(Dataset rows)
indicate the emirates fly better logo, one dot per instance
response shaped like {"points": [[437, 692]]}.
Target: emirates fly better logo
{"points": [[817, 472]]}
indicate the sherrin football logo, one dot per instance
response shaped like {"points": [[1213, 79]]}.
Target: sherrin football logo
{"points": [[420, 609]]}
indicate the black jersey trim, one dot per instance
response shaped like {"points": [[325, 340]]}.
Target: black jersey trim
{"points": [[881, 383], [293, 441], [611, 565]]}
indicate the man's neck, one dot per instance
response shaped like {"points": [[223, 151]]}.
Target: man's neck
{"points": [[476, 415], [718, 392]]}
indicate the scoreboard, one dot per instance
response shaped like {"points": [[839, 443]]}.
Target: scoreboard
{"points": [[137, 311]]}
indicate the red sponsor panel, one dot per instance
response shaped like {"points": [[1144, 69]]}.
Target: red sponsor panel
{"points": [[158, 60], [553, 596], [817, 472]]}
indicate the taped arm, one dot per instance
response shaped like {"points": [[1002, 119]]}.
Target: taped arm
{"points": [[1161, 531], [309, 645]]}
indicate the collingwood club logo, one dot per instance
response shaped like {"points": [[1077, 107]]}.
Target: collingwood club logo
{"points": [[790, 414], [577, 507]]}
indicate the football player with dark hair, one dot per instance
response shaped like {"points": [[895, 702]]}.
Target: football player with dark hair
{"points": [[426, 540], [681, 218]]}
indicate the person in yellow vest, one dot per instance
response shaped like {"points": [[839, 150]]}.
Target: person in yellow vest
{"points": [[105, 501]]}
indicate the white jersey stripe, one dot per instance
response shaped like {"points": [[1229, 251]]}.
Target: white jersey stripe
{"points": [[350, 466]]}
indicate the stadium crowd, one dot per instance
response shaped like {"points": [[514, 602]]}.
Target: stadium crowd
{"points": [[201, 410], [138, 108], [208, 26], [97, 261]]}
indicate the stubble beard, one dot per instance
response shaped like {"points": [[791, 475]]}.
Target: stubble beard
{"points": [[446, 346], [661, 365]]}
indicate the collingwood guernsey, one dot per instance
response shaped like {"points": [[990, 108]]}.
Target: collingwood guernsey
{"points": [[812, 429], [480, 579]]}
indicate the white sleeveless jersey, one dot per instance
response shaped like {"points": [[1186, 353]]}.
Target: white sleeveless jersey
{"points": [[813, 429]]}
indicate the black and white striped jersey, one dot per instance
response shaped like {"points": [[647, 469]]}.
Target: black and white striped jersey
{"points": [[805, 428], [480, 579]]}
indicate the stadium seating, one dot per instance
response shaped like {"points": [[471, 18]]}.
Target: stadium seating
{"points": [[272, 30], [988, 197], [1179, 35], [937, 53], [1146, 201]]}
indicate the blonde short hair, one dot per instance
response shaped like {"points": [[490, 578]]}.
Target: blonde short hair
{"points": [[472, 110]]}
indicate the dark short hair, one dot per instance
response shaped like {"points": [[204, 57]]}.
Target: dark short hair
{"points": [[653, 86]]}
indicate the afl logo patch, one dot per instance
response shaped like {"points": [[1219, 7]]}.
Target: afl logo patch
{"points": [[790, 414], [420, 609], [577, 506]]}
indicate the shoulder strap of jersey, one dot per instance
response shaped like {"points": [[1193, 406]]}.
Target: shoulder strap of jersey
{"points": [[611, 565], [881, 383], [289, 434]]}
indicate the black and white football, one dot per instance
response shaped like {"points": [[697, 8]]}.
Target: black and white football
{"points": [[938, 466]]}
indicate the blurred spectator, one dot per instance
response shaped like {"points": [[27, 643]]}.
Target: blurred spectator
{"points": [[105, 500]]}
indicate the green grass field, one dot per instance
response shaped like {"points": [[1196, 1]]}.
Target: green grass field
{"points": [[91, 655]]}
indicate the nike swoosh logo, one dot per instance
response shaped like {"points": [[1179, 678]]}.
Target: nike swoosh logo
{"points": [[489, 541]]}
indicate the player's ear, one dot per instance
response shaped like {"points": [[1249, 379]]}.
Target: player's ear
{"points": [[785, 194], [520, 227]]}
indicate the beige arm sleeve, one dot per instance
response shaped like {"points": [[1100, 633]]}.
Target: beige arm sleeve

▶ [Aim of the exercise]
Please render the material above as a numbered list with one line per entry, omitting any blank lines.

▶ [Response for this exercise]
1. indicate the emirates fly better logo, one dot per instance
2. response shaped like {"points": [[437, 692]]}.
3. Target: emirates fly better logo
4. {"points": [[817, 472]]}
5. indicate the sherrin football logo, one dot per instance
6. response shaped like {"points": [[1213, 79]]}.
7. Target: sherrin football logo
8. {"points": [[420, 609]]}
9. indicate the black jersey trim, one dot per instance
10. response shaped like {"points": [[325, 340]]}.
11. Target: black jersey trim
12. {"points": [[881, 383], [293, 441], [611, 565]]}
13. indicate the man's neck, one dot per instance
14. response shaped like {"points": [[223, 151]]}.
15. Target: man's neck
16. {"points": [[476, 415], [718, 392]]}
17. indicate the scoreboard, one dot per instance
18. response shaped like {"points": [[839, 443]]}.
19. Target: scoreboard
20. {"points": [[137, 311]]}
21. indicate the red sponsor panel, one dot per instance
22. response shaped like {"points": [[1144, 69]]}.
23. Target: red sponsor panel
24. {"points": [[158, 60], [553, 596], [817, 472]]}
25. indicate the taped arm, one dot per instance
26. response shaped like {"points": [[1002, 119]]}.
27. Target: taped arm
28. {"points": [[1161, 531], [309, 645]]}
29. indicate the collingwood club logo, one dot per instance
30. response shaped like {"points": [[1077, 107]]}.
31. Target: collingwood club logo
32. {"points": [[790, 414], [577, 507]]}
33. indicate the football player with dark hair, one dot per instance
34. response shaped like {"points": [[895, 702]]}.
35. Target: football player with dark hair
36. {"points": [[426, 540], [681, 218]]}
37. indicate the person in yellow vest, one dot per instance
38. response shaped like {"points": [[839, 150]]}.
39. Target: person in yellow vest
40. {"points": [[105, 501]]}
41. indicate the white jersey stripe, one dot per instance
42. response shaped like {"points": [[1229, 251]]}.
43. Target: white jersey stripe
44. {"points": [[350, 466]]}
45. indicate the stadium crowd, one dot per instance
46. response shaped like {"points": [[514, 602]]}.
47. Target: stadium crowd
48. {"points": [[201, 410], [138, 108], [208, 26], [97, 261]]}
49. indicate the stubble beard, one dot per instance
50. response shaped like {"points": [[791, 475]]}.
51. Target: stubble beard
52. {"points": [[446, 346], [661, 365]]}
53. indicate the collingwood guernsey, one dot per instance
54. response shaped like {"points": [[990, 108]]}.
55. Target: collingwood guernsey
56. {"points": [[812, 429], [480, 579]]}
57. indicate the white sleeveless jersey, one dot per instance
58. response shaped like {"points": [[1186, 353]]}.
59. Target: white sleeveless jersey
60. {"points": [[813, 429]]}
61. indicate the black and white striped jersey, one dot per instance
62. response shaped like {"points": [[647, 469]]}.
63. Target: black and white striped jersey
64. {"points": [[805, 428], [480, 579]]}
65. indicate the stadium seating, one dot per instance
66. response shaped like {"points": [[471, 18]]}.
67. Target: stadium seating
68. {"points": [[272, 30], [988, 197], [1179, 35], [937, 53], [1146, 201]]}
69. indicate the blonde short hair, one dot per instance
70. response shaped like {"points": [[490, 578]]}.
71. Target: blonde short hair
72. {"points": [[472, 110]]}
73. indicate the dark short hair, one dot per instance
74. response shaped like {"points": [[204, 57]]}.
75. Target: dark short hair
76. {"points": [[653, 86]]}
77. indicate the afl logo patch, one dot per instance
78. response shaped like {"points": [[1219, 7]]}.
79. Target: afl logo patch
80. {"points": [[790, 414], [420, 609], [577, 506]]}
81. indicate the shoulder strap of jersey, one dot per instance
82. response shaped like {"points": [[1193, 406]]}.
83. Target: shoulder strap of jersey
84. {"points": [[611, 565], [881, 383], [289, 434]]}
85. indicate the black and white football, one dot per instance
86. response shaped like {"points": [[697, 8]]}.
87. Target: black and white football
88. {"points": [[938, 466]]}
89. indicate the blurred spectator, one dot per instance
90. response shaped like {"points": [[27, 643]]}.
91. Target: blurred spectator
92. {"points": [[105, 500]]}
93. indicate the green grass field, one dot per instance
94. response shaped like {"points": [[1196, 1]]}.
95. Target: green grass field
96. {"points": [[91, 655]]}
97. indicate the nike swoosh logo, one dot per instance
98. response shaped like {"points": [[1179, 678]]}.
99. Target: nike swoosh logo
100. {"points": [[489, 541]]}
101. indicate the player's ear, one dot per instance
102. response shaped like {"points": [[1249, 379]]}.
103. Target: player's ear
104. {"points": [[785, 194], [520, 227]]}
105. indicate the beige arm sleeve, one dot per instance
106. response shaped like {"points": [[1100, 633]]}.
107. Target: beige arm sleeve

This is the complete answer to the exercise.